What is needed ->
Retype the listing below word for word, keeping every line in its original order.

[Detection examples]
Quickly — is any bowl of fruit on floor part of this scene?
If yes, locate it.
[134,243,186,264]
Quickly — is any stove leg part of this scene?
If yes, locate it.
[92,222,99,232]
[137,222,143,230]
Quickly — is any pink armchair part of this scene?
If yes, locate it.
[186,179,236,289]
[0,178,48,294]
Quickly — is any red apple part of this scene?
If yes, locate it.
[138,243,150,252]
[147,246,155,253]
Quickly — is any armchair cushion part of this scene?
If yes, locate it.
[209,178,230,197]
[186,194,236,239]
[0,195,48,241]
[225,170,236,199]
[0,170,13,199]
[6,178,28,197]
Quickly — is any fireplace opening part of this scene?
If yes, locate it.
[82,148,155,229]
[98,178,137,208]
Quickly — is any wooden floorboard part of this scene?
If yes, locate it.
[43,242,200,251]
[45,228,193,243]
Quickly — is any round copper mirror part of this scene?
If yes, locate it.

Written solution ->
Quickly — is any bowl of fruit on floor part of this scene?
If yes, locate it.
[134,243,186,264]
Quickly — is any stove leg part of this scene?
If yes, locate it.
[92,222,99,232]
[137,222,143,230]
Quickly — is any pink armchair part of this scene?
If yes, locate it.
[186,179,236,289]
[0,178,48,294]
Quickly — is any red apple part of this scene?
If yes, locate it.
[138,243,150,252]
[147,246,155,253]
Quickly — is any armchair cushion part of this scene?
If yes, locate it.
[209,178,230,197]
[186,194,236,239]
[0,195,48,241]
[225,170,236,199]
[0,170,13,199]
[6,178,28,197]
Quickly — is any fireplace opening part of this scene?
If yes, locate it.
[82,148,155,229]
[98,178,137,208]
Quickly — is any wooden floorboard part of this scene?
If yes, locate it.
[43,242,200,251]
[45,228,193,243]
Quickly — is any round copper mirror part of this scene?
If yes, locate it.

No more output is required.